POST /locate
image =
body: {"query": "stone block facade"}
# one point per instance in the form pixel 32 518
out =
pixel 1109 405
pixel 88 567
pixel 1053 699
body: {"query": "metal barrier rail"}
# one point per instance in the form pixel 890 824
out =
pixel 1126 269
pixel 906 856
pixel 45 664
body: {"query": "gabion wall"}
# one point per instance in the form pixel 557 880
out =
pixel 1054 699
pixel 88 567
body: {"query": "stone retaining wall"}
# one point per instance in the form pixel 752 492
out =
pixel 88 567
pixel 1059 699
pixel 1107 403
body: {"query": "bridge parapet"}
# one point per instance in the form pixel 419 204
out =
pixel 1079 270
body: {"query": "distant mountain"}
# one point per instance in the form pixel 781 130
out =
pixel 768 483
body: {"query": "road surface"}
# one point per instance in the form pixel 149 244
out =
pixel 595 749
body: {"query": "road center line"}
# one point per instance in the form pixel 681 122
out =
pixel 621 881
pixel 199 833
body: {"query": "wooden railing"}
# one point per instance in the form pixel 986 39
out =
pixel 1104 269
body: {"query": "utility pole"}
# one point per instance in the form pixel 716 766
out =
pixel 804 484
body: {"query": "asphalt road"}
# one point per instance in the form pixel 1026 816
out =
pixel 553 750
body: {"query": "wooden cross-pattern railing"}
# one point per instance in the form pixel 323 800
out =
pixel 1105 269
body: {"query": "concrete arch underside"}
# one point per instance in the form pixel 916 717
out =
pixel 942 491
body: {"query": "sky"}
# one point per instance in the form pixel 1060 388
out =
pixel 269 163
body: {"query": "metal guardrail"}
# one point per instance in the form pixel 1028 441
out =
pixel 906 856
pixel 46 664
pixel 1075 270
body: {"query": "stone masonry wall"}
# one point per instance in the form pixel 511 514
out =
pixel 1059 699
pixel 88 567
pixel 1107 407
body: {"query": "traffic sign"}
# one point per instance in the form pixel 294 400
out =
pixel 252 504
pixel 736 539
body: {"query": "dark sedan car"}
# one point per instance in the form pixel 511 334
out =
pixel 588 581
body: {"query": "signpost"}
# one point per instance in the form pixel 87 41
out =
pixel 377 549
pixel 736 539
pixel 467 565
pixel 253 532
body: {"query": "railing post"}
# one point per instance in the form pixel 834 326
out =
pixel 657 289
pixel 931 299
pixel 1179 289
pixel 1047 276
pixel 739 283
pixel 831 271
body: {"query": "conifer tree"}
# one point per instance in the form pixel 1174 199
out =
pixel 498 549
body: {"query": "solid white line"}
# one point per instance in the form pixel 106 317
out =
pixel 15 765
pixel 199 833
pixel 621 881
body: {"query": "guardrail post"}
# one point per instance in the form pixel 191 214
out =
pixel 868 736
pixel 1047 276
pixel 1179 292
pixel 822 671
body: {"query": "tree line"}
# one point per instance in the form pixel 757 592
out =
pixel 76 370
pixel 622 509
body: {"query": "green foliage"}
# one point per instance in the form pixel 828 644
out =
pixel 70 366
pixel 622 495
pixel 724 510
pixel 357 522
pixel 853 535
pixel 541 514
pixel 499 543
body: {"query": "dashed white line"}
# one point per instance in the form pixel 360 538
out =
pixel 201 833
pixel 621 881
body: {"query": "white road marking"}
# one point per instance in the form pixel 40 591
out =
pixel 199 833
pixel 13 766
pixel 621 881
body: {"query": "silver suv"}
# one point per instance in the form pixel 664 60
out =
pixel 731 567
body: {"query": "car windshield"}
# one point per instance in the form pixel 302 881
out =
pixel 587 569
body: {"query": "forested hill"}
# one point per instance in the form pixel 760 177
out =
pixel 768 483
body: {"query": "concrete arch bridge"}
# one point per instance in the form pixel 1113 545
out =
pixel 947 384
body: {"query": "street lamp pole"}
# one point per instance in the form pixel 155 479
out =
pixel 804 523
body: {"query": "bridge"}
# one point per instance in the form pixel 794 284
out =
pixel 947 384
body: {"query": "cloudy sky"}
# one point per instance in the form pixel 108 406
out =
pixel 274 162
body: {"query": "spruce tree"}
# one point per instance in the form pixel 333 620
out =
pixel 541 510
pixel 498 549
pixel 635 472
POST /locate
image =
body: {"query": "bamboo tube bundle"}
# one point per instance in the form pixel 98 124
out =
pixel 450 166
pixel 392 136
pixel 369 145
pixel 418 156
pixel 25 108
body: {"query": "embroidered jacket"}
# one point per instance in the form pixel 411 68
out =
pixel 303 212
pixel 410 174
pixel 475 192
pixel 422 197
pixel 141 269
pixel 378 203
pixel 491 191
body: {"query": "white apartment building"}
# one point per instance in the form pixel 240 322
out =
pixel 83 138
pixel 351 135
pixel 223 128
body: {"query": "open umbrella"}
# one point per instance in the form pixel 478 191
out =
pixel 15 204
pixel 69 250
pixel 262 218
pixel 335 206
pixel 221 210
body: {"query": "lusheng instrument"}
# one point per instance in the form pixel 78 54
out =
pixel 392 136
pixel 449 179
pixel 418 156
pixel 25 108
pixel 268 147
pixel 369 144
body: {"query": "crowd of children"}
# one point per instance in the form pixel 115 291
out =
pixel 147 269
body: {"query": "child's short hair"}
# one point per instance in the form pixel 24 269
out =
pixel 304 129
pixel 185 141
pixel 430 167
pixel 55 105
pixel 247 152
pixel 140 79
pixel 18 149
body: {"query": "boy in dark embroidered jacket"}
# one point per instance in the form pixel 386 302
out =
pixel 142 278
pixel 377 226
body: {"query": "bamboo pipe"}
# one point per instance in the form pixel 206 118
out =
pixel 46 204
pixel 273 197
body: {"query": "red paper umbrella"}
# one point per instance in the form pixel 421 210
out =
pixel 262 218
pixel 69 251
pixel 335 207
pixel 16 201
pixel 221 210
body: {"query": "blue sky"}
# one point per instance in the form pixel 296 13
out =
□ □ □ □ □ □ □
- What is needed -
Pull out each record as written and restate it exactly.

- In response -
POST /locate
image =
body: {"query": "stone block facade"}
# one point per instance in the form pixel 32 518
out =
pixel 1109 405
pixel 88 567
pixel 1053 699
body: {"query": "metal barrier rail"}
# one point per instance in the form pixel 890 824
out =
pixel 1126 269
pixel 906 856
pixel 45 664
body: {"query": "gabion wall"}
# one point per instance in the form pixel 557 880
out =
pixel 1054 699
pixel 88 567
body: {"query": "stone retaining wall"}
# one point per instance in the form pixel 752 492
out =
pixel 88 567
pixel 1059 699
pixel 1107 403
body: {"query": "bridge parapet"}
# one point per instance in the form pixel 419 204
out =
pixel 1079 270
body: {"query": "distant mountain"}
# one point per instance in the form pixel 781 130
out =
pixel 768 483
body: {"query": "road surface"}
# one point per instance in the form pixel 149 244
out =
pixel 595 749
body: {"query": "road center line"}
# one point per instance in the form pixel 681 122
out =
pixel 621 881
pixel 199 833
body: {"query": "wooden railing"}
# one point per instance in the form pixel 986 39
out =
pixel 1104 269
body: {"query": "utility pole"}
# one point per instance in the form pixel 716 766
out =
pixel 804 484
body: {"query": "asphalt road"}
# one point per instance in the form pixel 1026 816
out =
pixel 553 750
body: {"query": "wooden cross-pattern railing"}
# one point per instance in the form pixel 323 800
out =
pixel 1105 269
body: {"query": "concrete arch underside"}
# one point per instance in the form pixel 916 717
out =
pixel 942 491
body: {"query": "sky"}
# one point per instance in the form pixel 1060 388
out =
pixel 269 163
body: {"query": "metal guardrail"}
# one point per instance in the form pixel 1028 441
out =
pixel 906 856
pixel 46 664
pixel 1075 270
body: {"query": "stone masonry wall"}
# one point per instance in the form pixel 511 514
out =
pixel 1059 699
pixel 88 567
pixel 1107 407
body: {"query": "traffic sign"}
# one point per instance in the form pixel 294 400
out =
pixel 252 504
pixel 736 539
body: {"query": "dark sedan car"}
# one point per instance in the form pixel 511 334
out =
pixel 588 581
body: {"query": "signpost"}
# one point per instance in the form pixel 87 41
out =
pixel 377 549
pixel 736 539
pixel 467 565
pixel 253 532
body: {"query": "railing post"}
# one point per instance in the form pixel 834 326
out =
pixel 657 289
pixel 931 299
pixel 1179 289
pixel 1047 276
pixel 739 283
pixel 831 271
body: {"query": "conifer tree"}
# one point per instance in the form pixel 1174 199
out =
pixel 498 549
body: {"query": "solid white line"}
# one point per instance in the form pixel 106 317
out =
pixel 15 765
pixel 199 833
pixel 621 881
body: {"query": "guardrail post"}
# one point per instance in the form pixel 191 214
out =
pixel 868 736
pixel 1047 276
pixel 1179 292
pixel 822 671
body: {"query": "tree line"}
# one point per instance in the form pixel 757 592
out =
pixel 76 370
pixel 622 509
body: {"query": "green foliage"}
# one point per instance in the form pixel 828 644
out =
pixel 70 366
pixel 622 495
pixel 724 510
pixel 357 522
pixel 853 535
pixel 541 514
pixel 499 543
body: {"query": "dashed white line"}
# one point per instance in the form pixel 360 538
out =
pixel 201 833
pixel 621 881
body: {"query": "white road marking"}
# one point per instance in the form pixel 40 591
out =
pixel 199 833
pixel 13 766
pixel 621 881
body: {"query": "silver suv"}
# one point per instance in the form pixel 664 60
out =
pixel 731 567
body: {"query": "car windshield"}
# one point per instance in the form pixel 302 881
out =
pixel 587 569
body: {"query": "forested hill"}
# one point per instance in the form pixel 760 177
out =
pixel 768 483
body: {"query": "concrete arch bridge"}
# one point per instance in the form pixel 1113 545
out =
pixel 947 384
body: {"query": "street lamp pole"}
# one point per instance in the form pixel 155 479
out =
pixel 804 523
body: {"query": "bridge"}
# one point per instance in the form pixel 794 284
out =
pixel 947 384
body: {"query": "cloudy sky"}
# one point per instance in the form pixel 108 406
out =
pixel 274 162
body: {"query": "spruce tree"}
# one point per instance in the form pixel 333 620
out =
pixel 541 510
pixel 498 549
pixel 635 472
POST /locate
image =
body: {"query": "bamboo tube bundle"}
# one point per instance in the form pixel 98 124
out =
pixel 450 166
pixel 392 136
pixel 369 145
pixel 418 156
pixel 25 108
body: {"query": "embroidered jacket"}
# one point per instance in the form pixel 411 68
out =
pixel 303 212
pixel 410 174
pixel 475 192
pixel 422 197
pixel 141 269
pixel 378 203
pixel 491 191
body: {"query": "white apartment building"}
# one point per instance in the form pixel 240 322
out =
pixel 83 138
pixel 351 135
pixel 223 128
body: {"query": "open umbrella"}
# one point per instance in the form pixel 478 191
out =
pixel 15 204
pixel 69 250
pixel 262 218
pixel 335 206
pixel 221 210
body: {"query": "lusheng instrument"}
# one point per instance in the form pixel 78 54
out =
pixel 392 136
pixel 449 179
pixel 418 156
pixel 25 108
pixel 268 147
pixel 369 144
body: {"query": "crowd of children"}
# one point per instance in the form pixel 115 291
out =
pixel 147 269
body: {"query": "child's short hair"}
# one point per instance in the form pixel 24 269
out =
pixel 304 129
pixel 185 141
pixel 430 167
pixel 55 105
pixel 247 152
pixel 140 79
pixel 18 149
body: {"query": "boy in dark embroidered jacket"}
# one point per instance in the form pixel 386 302
out =
pixel 142 278
pixel 377 226
body: {"query": "bamboo pipe"}
# one point per instance in the form pixel 206 118
out =
pixel 46 204
pixel 273 197
body: {"query": "red paper umbrella"}
# one point per instance in the form pixel 421 210
out =
pixel 262 218
pixel 69 251
pixel 335 207
pixel 16 201
pixel 221 210
body: {"query": "blue sky"}
# one point per instance in the form pixel 296 13
out =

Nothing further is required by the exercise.